* _TEXT SHOWN_
--------
As the buffalo evaporated from prairies, the plains tribes lost an anchor of their existence and with it their nomadic way of life following the great herds.
Today, bison are in little danger of dying out completely. Perhaps 400,000 live across the western United States and Canada, primarily on private ranches. But the purity of the species is threatened. Most living bison carry some genes from domestic cattle. As genetically pure strains have been pushed into smaller and smaller corners of western North America, their existence has been thrown into doubt. Today, reservations like Rosebud have begun to play an increasingly important role in the survival of the species, providing a home for full-blooded bison when they become too numerous on DOI-managed lands. Leaders like Little Elk see the return as a sort of homecoming.
“From our perspective, they’re our relatives,” he said. “We’re tied to them.”
Today, however, it’s mostly cattle, not bison, that graze the prairies of many reservations. Bureau of Indian Affairs policies led to the partitioning of land aimed at supporting domesticated livestock, leading landowners to daisy-chain together strings of five-year leases for the disparate parcels.
“Our land had become so fractionated,” said Monica Terkildsen, an Oglala Lakota member living on South Dakota’s Pine Ridge Reservation and a tribal community liaison with WWF. “We really lost the ability to control our land.”
In contrast, the plan to bring the buffalo back to Rosebud will start with a 15-year lease. Terkildsen sees that term as a much more stable platform for the economic development, cultural significance and ecological restoration that the leaders of the Wolakota Regenerative Buffalo Range and Wildlife Sanctuary, as it’s known, hope to encourage.
“We have space, we have grass and we have water,” she said. “That’s our economy on these reservations, grass or grazing.”
Heal the land
Years of intensive grazing, though, have altered the state of the grasslands. Dennis Jorgensen, a wildlife biologist and WWF’s bison initiative coordinator, said that ranchers often manage cattle to make the most use of the grass available, being careful not to over- or undergraze any one spot on the range.
“They want to use the resource, and they want to use it sustainably,” Jorgensen said. What that approach typically creates is more or less uniform grassland.”
On the other hand, “Bison tend to graze on the hoof,” he said. “They tend to graze on the move, and anecdotally, what we find is that they create more of a patchy environment.”
Through their grazing habits, bison create a hodgepodge of different habitats that can, in turn, support a wider array of species.
It’s not that bison “have some sort of magical quality,” Jorgensen said. “But they have evolved with the system over 10,000 years and with grasslands over a much longer period.”
He pointed to the results on Fort Belknap Indian Reservation in northern Montana, which has had bison since the mid-1970s. “I’ve had [world-class] ornithologists come there and say, ‘I cannot believe the bird diversity on this pasture. To find this diversity of birds otherwise, I would have to explore millions of acres in the surrounding area,’” Jorgensen said.
Ecologists say that the bison, along with prairie dogs and fire, were once the dominant forces shaping the environment. Research has shown that threatened bird species, like the IUCN Red Listed mountain plover (Charadrius montanus), depended on the wallows that bison left on the prairie when they rolled around. Bison also spread seeds in their dung, and they kept in check the enterprising spruce, pine and willow trees that could quickly change the complexion of the prairie.
“[Bison] can heal the land,” Vi Waln, chairperson of the Tribal Land Enterprise, said in an interview.
--------
* _REQUIREMENT_
According to the passage on bison and the prairie, why does grassland grazed by bison support a wider range of species than grassland managed for cattle? Answer in one to three sentences. The data that follow are unrelated to the text above.

(Saved entries)
--------
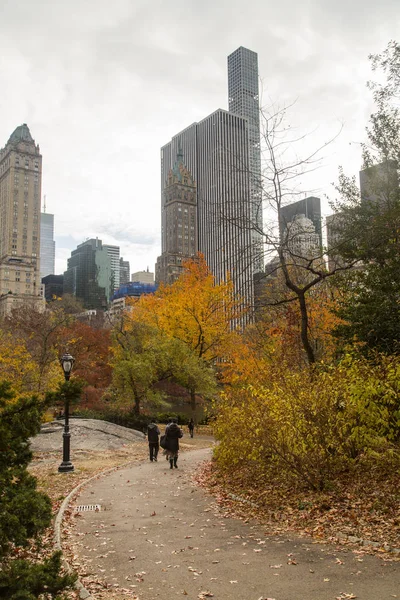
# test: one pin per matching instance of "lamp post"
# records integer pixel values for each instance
(67, 362)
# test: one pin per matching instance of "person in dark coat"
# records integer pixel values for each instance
(173, 433)
(153, 437)
(191, 427)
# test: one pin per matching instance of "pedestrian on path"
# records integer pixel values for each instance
(173, 433)
(153, 438)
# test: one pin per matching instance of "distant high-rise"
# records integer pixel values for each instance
(53, 287)
(380, 183)
(180, 222)
(124, 271)
(308, 207)
(243, 97)
(47, 245)
(113, 253)
(89, 274)
(216, 154)
(20, 193)
(143, 277)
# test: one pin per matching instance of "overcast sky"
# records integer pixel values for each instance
(103, 85)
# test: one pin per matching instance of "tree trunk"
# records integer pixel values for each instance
(193, 399)
(304, 330)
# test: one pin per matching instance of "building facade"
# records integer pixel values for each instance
(124, 271)
(180, 222)
(113, 253)
(143, 277)
(89, 275)
(243, 99)
(379, 184)
(20, 193)
(310, 208)
(53, 287)
(216, 154)
(47, 245)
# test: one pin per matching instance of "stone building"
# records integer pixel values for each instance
(20, 193)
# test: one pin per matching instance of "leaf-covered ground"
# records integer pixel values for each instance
(364, 506)
(87, 464)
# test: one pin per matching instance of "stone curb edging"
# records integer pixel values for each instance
(83, 592)
(340, 536)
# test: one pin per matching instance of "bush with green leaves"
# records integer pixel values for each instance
(24, 511)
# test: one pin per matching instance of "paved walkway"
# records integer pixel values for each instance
(163, 538)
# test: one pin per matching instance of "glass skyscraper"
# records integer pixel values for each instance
(243, 98)
(216, 153)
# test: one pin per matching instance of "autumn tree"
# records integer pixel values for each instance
(143, 357)
(369, 223)
(91, 348)
(196, 312)
(16, 364)
(38, 332)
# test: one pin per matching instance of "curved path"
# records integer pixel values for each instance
(161, 537)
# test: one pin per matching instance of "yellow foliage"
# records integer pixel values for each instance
(16, 364)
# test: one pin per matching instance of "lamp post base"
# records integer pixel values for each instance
(66, 467)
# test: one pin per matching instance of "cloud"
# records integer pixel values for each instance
(103, 87)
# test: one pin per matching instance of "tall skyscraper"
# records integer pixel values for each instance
(113, 253)
(180, 222)
(20, 193)
(380, 183)
(215, 153)
(124, 271)
(143, 277)
(243, 95)
(88, 275)
(47, 245)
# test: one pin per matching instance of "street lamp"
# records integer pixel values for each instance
(67, 362)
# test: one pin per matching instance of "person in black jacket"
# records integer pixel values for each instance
(191, 427)
(153, 437)
(172, 435)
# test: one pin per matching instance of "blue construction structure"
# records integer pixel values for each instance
(135, 289)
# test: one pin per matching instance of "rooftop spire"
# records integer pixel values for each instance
(21, 134)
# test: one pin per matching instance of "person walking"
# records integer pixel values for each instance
(153, 438)
(173, 433)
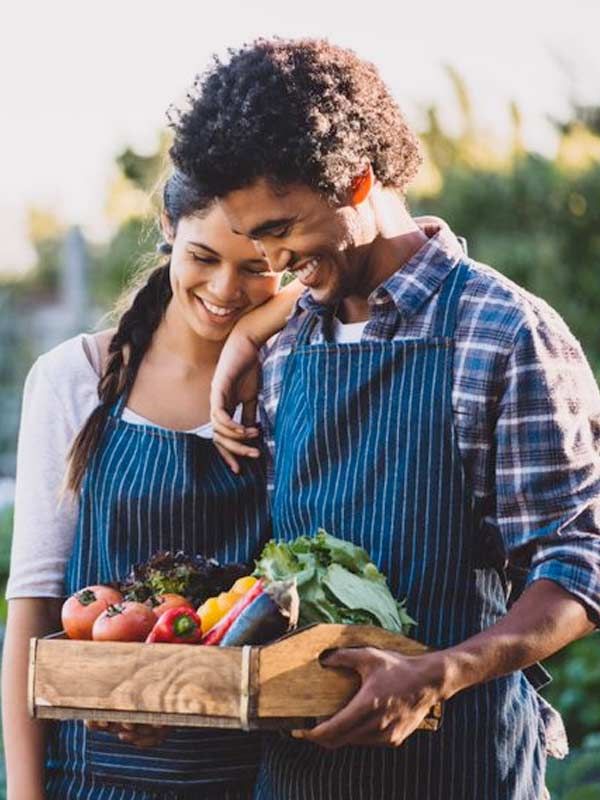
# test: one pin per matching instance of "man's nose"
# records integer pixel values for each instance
(279, 258)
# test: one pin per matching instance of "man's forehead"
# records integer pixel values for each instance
(261, 203)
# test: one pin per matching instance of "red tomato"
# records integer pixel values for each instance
(169, 600)
(124, 622)
(80, 611)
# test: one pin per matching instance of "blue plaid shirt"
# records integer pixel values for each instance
(526, 410)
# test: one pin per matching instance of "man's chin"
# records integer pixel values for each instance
(324, 295)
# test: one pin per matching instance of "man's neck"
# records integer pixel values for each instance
(397, 239)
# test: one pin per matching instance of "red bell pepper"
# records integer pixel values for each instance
(179, 625)
(218, 631)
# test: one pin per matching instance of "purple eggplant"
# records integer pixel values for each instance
(271, 614)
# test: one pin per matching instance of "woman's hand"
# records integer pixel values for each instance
(137, 735)
(235, 381)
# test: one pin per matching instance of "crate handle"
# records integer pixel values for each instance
(245, 687)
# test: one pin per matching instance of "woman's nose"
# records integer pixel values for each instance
(226, 285)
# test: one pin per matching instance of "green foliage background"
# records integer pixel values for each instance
(535, 218)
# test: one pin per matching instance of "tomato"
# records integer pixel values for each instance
(170, 600)
(80, 611)
(124, 622)
(243, 585)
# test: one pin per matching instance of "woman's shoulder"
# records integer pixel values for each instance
(81, 357)
(69, 374)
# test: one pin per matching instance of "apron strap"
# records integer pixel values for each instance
(118, 406)
(309, 324)
(446, 313)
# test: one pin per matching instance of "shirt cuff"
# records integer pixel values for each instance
(577, 574)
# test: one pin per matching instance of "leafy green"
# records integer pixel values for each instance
(337, 582)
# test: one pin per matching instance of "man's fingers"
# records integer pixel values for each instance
(236, 448)
(221, 418)
(249, 413)
(237, 434)
(230, 460)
--------
* _FINISHED EXERCISE_
Ranchers manage cattle so that no spot is over- or undergrazed, which leaves the grassland more or less uniform. Bison graze on the move and leave a patchy environment, a mix of different habitats that can support a wider array of species.